▸ 任务要求
请列出下方数据中所有含有词语“knee”的行，每行完整照抄。

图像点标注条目
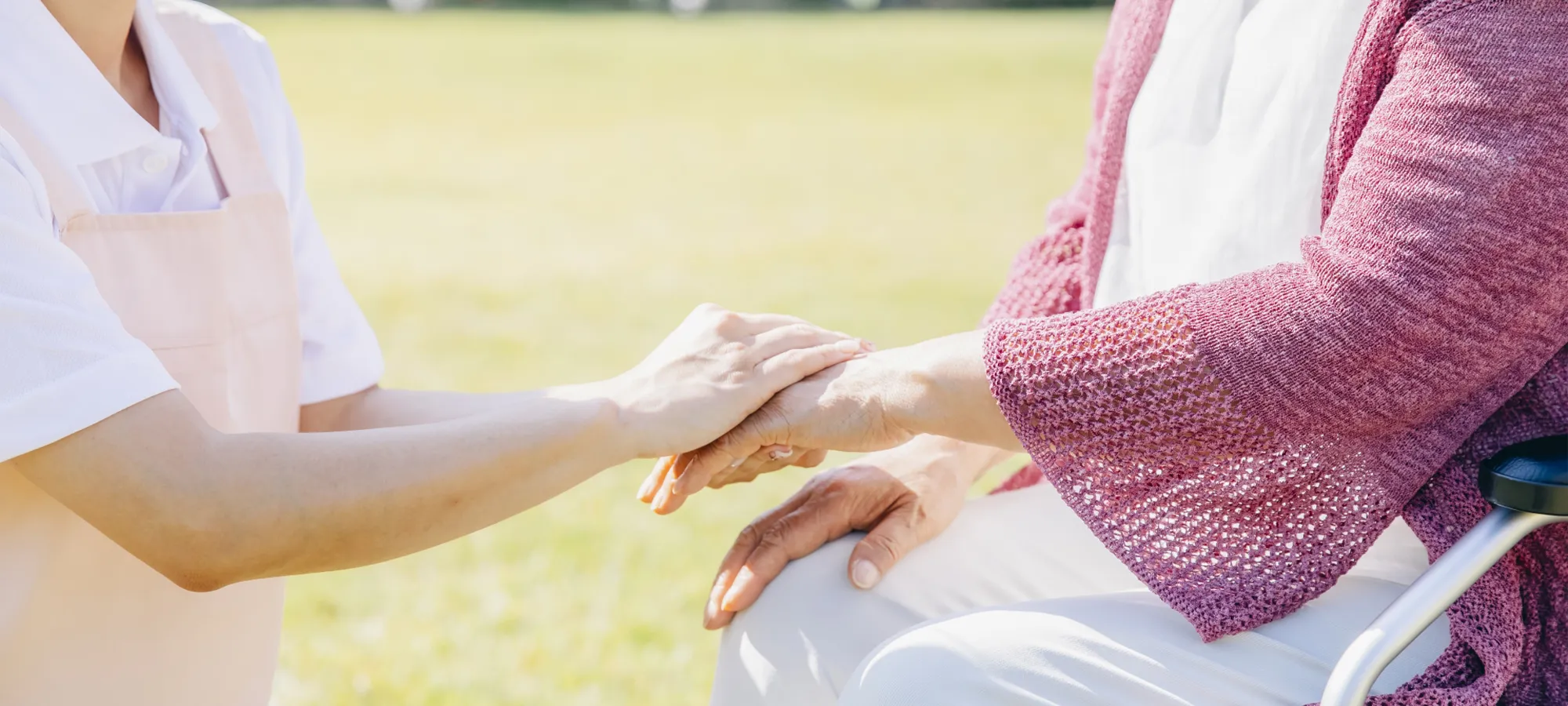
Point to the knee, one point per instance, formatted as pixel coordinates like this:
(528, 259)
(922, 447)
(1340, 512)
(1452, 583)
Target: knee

▸ 问题解答
Point to the knee, one point per instance, formatted as pixel coordinates like this:
Target: knee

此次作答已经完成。